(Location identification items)
┄┄┄┄┄┄┄┄┄┄

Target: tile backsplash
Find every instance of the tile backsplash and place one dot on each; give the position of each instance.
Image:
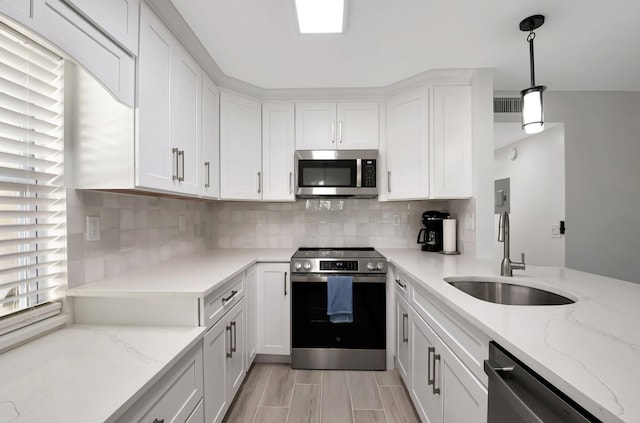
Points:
(314, 223)
(138, 231)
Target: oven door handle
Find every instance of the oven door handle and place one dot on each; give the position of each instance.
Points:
(506, 394)
(323, 278)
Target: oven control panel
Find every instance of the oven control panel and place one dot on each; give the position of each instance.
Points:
(338, 266)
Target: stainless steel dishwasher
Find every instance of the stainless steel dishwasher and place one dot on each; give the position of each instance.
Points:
(518, 394)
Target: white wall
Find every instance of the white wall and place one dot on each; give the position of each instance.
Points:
(537, 196)
(602, 159)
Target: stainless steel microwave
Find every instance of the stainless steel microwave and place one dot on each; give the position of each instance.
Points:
(336, 173)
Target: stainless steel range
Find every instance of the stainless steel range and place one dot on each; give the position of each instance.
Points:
(316, 342)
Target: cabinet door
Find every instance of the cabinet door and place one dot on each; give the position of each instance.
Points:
(118, 18)
(251, 299)
(316, 126)
(464, 398)
(451, 142)
(403, 340)
(278, 148)
(216, 347)
(408, 146)
(240, 148)
(210, 164)
(274, 309)
(155, 165)
(357, 126)
(424, 369)
(236, 363)
(186, 81)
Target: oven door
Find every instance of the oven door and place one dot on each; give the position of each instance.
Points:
(311, 327)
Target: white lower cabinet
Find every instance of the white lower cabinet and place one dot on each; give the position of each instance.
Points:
(176, 397)
(445, 387)
(224, 362)
(274, 309)
(442, 388)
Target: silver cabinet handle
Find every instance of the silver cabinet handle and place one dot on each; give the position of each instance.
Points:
(230, 353)
(180, 174)
(430, 381)
(234, 329)
(259, 182)
(229, 298)
(175, 153)
(436, 391)
(405, 318)
(333, 131)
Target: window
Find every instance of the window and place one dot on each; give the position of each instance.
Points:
(32, 194)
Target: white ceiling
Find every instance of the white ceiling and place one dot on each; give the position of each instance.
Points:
(584, 44)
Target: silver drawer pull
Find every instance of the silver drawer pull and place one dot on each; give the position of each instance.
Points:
(230, 297)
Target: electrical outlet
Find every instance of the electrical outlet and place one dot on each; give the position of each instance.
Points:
(93, 228)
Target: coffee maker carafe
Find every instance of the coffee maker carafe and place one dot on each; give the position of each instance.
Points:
(431, 235)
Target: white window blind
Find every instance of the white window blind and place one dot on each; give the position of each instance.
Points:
(32, 195)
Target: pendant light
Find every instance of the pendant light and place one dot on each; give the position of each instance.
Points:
(532, 112)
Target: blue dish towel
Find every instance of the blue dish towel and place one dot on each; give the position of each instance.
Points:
(340, 299)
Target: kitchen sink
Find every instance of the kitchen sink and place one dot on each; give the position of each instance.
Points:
(503, 292)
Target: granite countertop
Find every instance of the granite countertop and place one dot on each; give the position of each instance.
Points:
(88, 373)
(590, 350)
(195, 275)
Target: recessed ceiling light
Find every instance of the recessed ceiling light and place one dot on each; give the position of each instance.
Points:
(320, 16)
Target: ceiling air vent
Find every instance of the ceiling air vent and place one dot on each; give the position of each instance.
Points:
(507, 105)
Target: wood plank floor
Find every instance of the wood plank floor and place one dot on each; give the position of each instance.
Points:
(275, 393)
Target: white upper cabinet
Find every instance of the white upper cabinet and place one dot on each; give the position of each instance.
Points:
(278, 148)
(240, 148)
(118, 18)
(451, 142)
(186, 82)
(210, 163)
(407, 146)
(156, 161)
(330, 126)
(169, 112)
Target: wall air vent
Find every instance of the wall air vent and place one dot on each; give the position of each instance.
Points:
(507, 105)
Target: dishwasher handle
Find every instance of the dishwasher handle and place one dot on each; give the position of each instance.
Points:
(501, 389)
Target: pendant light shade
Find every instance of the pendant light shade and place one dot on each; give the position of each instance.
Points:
(532, 109)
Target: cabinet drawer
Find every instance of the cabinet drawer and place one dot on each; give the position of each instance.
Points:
(222, 300)
(402, 284)
(175, 396)
(467, 342)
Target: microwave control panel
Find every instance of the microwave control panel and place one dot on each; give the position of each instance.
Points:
(368, 173)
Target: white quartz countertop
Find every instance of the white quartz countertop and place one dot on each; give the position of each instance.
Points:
(590, 350)
(187, 276)
(87, 373)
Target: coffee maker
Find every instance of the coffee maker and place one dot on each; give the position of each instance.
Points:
(431, 235)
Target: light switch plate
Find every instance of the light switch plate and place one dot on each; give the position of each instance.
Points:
(93, 228)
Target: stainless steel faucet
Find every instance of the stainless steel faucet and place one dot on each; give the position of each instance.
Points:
(507, 266)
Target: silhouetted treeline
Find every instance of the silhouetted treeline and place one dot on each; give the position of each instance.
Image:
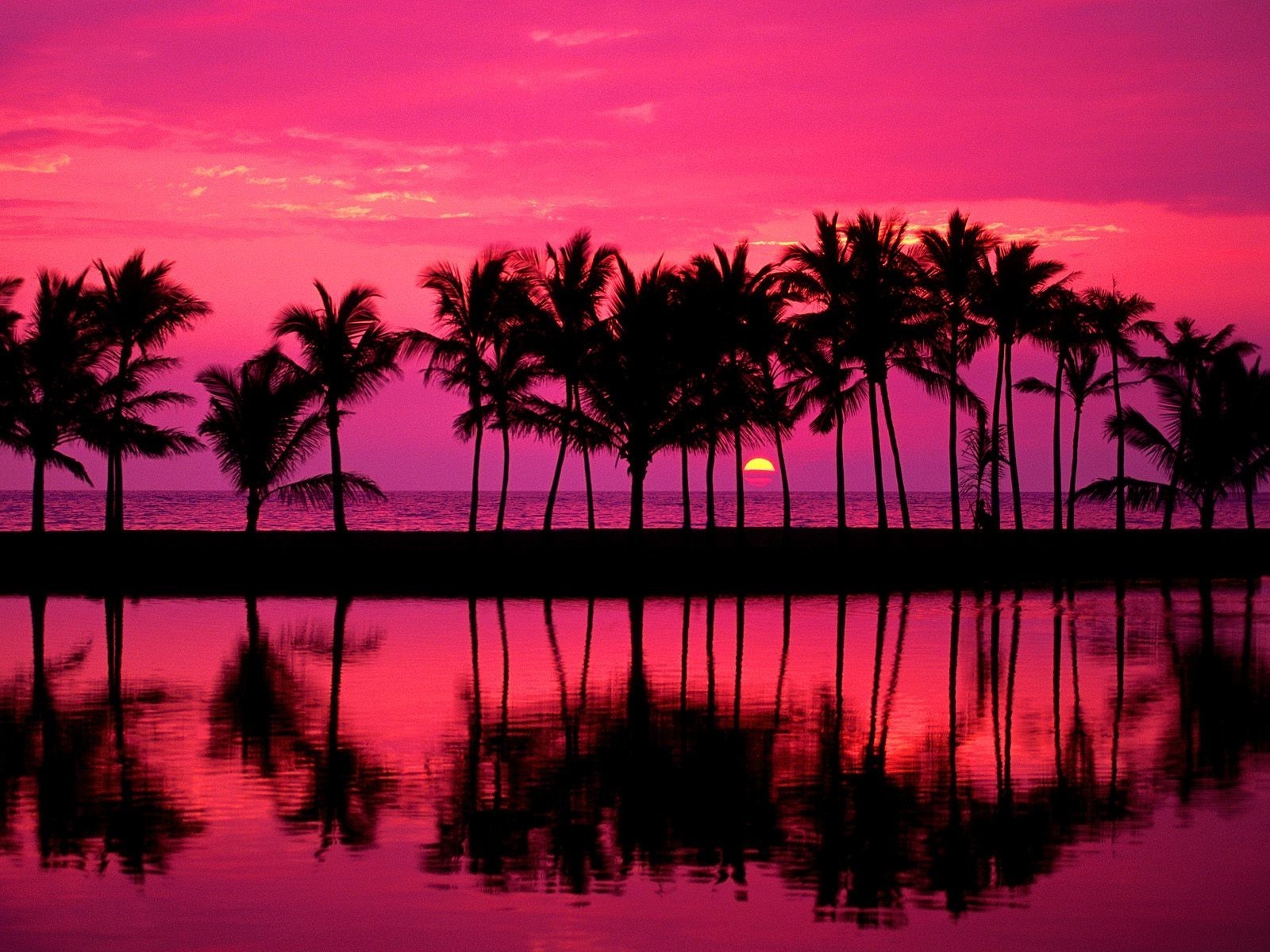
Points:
(572, 346)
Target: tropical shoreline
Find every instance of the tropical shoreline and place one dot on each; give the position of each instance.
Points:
(614, 562)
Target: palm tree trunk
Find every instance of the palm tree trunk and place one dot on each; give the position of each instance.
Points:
(785, 478)
(507, 469)
(876, 443)
(475, 499)
(954, 488)
(1015, 495)
(253, 511)
(996, 436)
(1119, 443)
(710, 456)
(37, 497)
(337, 471)
(1071, 484)
(638, 475)
(683, 478)
(1058, 452)
(895, 452)
(841, 473)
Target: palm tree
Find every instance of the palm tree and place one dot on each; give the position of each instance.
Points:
(59, 393)
(1062, 330)
(260, 429)
(137, 311)
(1117, 321)
(568, 285)
(346, 355)
(1014, 298)
(473, 311)
(1184, 355)
(956, 259)
(887, 323)
(630, 393)
(818, 274)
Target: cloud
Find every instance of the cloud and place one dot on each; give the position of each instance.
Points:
(38, 165)
(220, 171)
(645, 112)
(582, 37)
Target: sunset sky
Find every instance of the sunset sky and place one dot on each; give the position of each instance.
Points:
(260, 145)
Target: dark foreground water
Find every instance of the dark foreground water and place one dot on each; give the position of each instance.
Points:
(933, 771)
(202, 509)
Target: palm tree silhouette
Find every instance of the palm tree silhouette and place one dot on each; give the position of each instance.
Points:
(1117, 321)
(57, 390)
(473, 353)
(568, 285)
(1014, 298)
(1184, 355)
(956, 259)
(260, 429)
(632, 393)
(822, 371)
(137, 311)
(346, 355)
(888, 321)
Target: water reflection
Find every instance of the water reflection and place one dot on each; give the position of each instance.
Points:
(876, 754)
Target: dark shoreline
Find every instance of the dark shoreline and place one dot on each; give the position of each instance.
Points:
(613, 562)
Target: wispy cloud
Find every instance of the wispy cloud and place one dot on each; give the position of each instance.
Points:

┄┄┄┄┄┄┄┄┄┄

● WHAT TO PRODUCE: Extract every line from the one with "Target: palm tree silhouette" down to the final line above, both included, exactly as written.

● FINISHED ANSWER:
Target: palm tree silhouette
Find every instance of the palm tree silhouette and place one dot on each; give the position of each instance.
Points:
(1117, 321)
(57, 390)
(473, 353)
(568, 285)
(1014, 298)
(1184, 355)
(956, 259)
(260, 429)
(632, 393)
(822, 371)
(137, 311)
(346, 355)
(888, 321)
Target: water reflection
Find every instance of the water reflection and place one dot on each; give the position of each instance.
Points:
(876, 754)
Target: dark shoreline
Find every instance of the dark shoreline and place one dot on each; give the position of each instance.
Points:
(613, 562)
Target: wispy cloud
Find every instance of the wispy cloud and place one dot on each; give the position of each instance.
Points:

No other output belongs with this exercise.